** Texto de lectura **
Un amigo escritor de Chimbote residió dos años en Chiclayo. Al volverlo a encontrar en menos de un lustro me dijo: “Sigo creyendo que el poeta Ernesto Zumarán no existe”. Su deducción se debía a que todos los buenos comentarios acerca del mencionado vate, todos sus premios y sus desgarradores libros, no estaban acompañados por fotografías, presentaciones o recitales donde se pueda comprobar que realmente Ernesto es un ser humano y no una invención de los chiclayanos, no un ídolo supremo enmarcado en lo que todos catalogarían como el mejor, no una especie de dios que “está en todas partes excepto en sí mismo”, como escribiría Fernando Pessoa.

Así que, en dos años de revoloteo cultural, el amigo chimbotano solo había encontrado rastros oscuros de su presencia. Tal cual sucedió un día, cuando llegó a un recital poético un poco tarde y le afirmaron: “Zumarán se acaba de ir”. Entonces regresó sobre sus pasos —acompañado de otro poeta—, con la esperanza de haberse cruzado con el escurridizo Ernesto. Pero no lo encontró. Ahora sí él ya no podía creer que se tratara de un ser de carne y sangre, sino de un espíritu que se elevaba en los momentos más incomprendidos. Para él, ya no había explicación posible ni duda alguna: Zumarán era un mito o algún heterónimo de algún genio maligno.  

La huida desesperada de cualquier evento cultural, poético, artístico, o lo que sea, es un atributo casi implícito de Ernesto Zumarán Alvítez (Chiclayo, 1969), lector patológico, jurista decepcionado y profundo idealista. Esas deserciones ante los recitales de poesía le han valido no pocos desconciertos. Un acto sumamente (o “Zuma-mente”) incómodo fue el que protagonizó con un poeta barranquino quien, al no poder creer que un vate no quiera subir a un escenario a leer sus creaciones, lo acusó de cobarde. Ante esto, tuvo una respuesta lacónica de Ernesto: “No por leer ante alguien seré mejor poeta”.

La idealización de la figura del poeta está encarnada en él. Tal vez proviene de ese dieciochesco romanticismo que capturó los sentidos y desapareció al neoclasicismo por catalogarlo frívolo, racionalista y cargado de moralina. Entonces la figura del artista era la de un “genio creador” de cuya mano —llena de dones divinizados— brotarían las verdades del universo. Y el poeta tenía la responsabilidad gloriosa de arriesgarlo todo, tal como en los versos de Thoreau, que se promovieron excepcionalmente en la película “La sociedad de los poetas muertos”, los cuales decían: “Fui a los bosques porque quería vivir deliberadamente, (…) quise vivir profundamente y desechar todo aquello que no fuera vida, para no darme cuenta, en el momento de morir, que no había vivido”.

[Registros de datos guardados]
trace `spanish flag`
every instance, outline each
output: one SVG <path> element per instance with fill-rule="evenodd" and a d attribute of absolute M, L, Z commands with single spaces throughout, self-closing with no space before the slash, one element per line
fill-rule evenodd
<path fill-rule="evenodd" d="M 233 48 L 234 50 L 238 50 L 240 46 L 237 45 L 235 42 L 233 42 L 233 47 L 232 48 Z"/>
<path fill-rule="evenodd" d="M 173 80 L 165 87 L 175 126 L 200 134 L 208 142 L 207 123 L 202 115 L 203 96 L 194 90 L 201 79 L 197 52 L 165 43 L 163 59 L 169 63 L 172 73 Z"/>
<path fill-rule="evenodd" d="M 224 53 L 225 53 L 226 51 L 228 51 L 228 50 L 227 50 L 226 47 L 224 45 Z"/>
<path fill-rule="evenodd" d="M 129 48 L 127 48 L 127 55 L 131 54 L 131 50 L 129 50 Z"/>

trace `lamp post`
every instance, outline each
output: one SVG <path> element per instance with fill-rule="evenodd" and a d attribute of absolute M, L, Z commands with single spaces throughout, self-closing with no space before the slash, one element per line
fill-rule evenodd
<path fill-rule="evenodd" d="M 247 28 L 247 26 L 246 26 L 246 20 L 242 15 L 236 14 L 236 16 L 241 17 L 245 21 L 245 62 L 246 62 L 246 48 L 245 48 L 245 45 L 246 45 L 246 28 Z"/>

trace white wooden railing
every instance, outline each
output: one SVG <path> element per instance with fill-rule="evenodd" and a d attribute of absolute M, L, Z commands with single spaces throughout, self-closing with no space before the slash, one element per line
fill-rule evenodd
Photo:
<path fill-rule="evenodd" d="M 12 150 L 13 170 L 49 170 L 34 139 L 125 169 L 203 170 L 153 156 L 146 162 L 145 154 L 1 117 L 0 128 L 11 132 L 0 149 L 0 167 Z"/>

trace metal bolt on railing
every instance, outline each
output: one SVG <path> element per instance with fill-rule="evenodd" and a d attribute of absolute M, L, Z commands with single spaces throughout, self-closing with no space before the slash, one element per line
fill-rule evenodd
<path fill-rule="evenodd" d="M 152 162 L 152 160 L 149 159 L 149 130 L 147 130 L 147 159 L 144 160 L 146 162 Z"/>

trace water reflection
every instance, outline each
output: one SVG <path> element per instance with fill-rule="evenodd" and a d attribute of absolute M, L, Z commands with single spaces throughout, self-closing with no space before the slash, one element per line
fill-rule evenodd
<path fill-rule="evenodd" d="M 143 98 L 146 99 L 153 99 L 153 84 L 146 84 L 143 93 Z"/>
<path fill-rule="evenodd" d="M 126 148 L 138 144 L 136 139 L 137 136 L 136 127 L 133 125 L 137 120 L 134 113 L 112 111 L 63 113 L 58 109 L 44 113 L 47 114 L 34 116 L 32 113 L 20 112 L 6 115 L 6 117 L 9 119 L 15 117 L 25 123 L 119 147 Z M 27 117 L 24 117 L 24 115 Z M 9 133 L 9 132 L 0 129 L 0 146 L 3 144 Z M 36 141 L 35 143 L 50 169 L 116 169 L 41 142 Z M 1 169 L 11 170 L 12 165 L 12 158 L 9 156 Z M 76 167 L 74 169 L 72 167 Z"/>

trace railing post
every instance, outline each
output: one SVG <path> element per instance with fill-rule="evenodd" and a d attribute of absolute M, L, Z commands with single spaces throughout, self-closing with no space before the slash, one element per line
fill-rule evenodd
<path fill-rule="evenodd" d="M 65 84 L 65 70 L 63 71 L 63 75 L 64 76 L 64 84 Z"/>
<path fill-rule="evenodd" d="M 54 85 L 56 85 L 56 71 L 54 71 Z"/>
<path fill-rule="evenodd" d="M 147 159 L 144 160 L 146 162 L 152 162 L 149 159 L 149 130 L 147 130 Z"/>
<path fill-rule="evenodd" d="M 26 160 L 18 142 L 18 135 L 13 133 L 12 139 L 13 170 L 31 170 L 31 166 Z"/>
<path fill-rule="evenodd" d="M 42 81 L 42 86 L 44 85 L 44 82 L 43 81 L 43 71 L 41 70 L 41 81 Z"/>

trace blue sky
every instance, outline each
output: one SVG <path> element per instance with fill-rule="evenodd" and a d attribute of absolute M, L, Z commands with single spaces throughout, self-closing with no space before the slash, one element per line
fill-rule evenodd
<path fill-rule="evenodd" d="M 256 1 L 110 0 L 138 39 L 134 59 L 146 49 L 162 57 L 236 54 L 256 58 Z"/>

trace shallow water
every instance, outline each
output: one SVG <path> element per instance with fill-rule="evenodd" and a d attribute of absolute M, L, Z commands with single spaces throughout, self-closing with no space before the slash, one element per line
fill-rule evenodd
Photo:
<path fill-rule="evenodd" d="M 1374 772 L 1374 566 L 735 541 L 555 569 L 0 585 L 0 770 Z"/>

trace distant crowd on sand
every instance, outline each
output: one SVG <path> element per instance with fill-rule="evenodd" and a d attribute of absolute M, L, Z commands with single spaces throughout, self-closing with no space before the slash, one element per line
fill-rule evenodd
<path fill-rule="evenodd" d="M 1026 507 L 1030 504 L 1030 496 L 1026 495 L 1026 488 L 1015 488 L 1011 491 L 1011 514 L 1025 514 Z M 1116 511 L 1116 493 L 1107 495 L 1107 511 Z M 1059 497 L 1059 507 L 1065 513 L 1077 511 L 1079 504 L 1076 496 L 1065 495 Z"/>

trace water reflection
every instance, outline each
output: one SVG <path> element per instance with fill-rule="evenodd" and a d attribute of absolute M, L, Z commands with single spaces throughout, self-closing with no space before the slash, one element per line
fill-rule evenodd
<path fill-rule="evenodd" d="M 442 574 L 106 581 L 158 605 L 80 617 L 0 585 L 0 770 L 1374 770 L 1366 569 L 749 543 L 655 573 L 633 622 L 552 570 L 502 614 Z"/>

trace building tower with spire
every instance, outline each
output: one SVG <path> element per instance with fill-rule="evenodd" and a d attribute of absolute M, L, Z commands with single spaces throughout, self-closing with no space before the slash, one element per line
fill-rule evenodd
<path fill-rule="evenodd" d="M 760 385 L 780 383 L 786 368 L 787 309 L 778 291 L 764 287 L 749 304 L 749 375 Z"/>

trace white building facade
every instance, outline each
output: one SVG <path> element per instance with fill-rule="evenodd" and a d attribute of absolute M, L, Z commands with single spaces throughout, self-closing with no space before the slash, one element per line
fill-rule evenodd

** Desafíos **
a) Reproduce el fragmento del texto sobre Ernesto Zumarán que va de "Un amigo escritor" a "escribiría Fernando Pessoa.", ambos incluidos.
b) Por favor, presenta únicamente los registros comprendidos entre las líneas que contienen "trace building tower with spire" y "760 385 L 780", ambas incluidas, como un CSV de dos columnas, "tarea" y "respuesta". Pon una fila por registro con su texto y su respuesta, cada uno en un solo campo entre comillas y con los saltos de línea cambiados por espacios.

** Respuestas a las tareas **
a)
Un amigo escritor de Chimbote residió dos años en Chiclayo. Al volverlo a encontrar en menos de un lustro me dijo: “Sigo creyendo que el poeta Ernesto Zumarán no existe”. Su deducción se debía a que todos los buenos comentarios acerca del mencionado vate, todos sus premios y sus desgarradores libros, no estaban acompañados por fotografías, presentaciones o recitales donde se pueda comprobar que realmente Ernesto es un ser humano y no una invención de los chiclayanos, no un ídolo supremo enmarcado en lo que todos catalogarían como el mejor, no una especie de dios que “está en todas partes excepto en sí mismo”, como escribiría Fernando Pessoa.

b)
tarea,respuesta
"trace building tower with spire every instance, outline each output: one SVG <path> element per instance with fill-rule=""evenodd"" and a d attribute of absolute M, L, Z commands with single spaces throughout, self-closing with no space before the slash, one element per line fill-rule evenodd","<path fill-rule=""evenodd"" d=""M 760 385 L 780 383 L 786 368 L 787 309 L 778 291 L 764 287 L 749 304 L 749 375 Z""/>"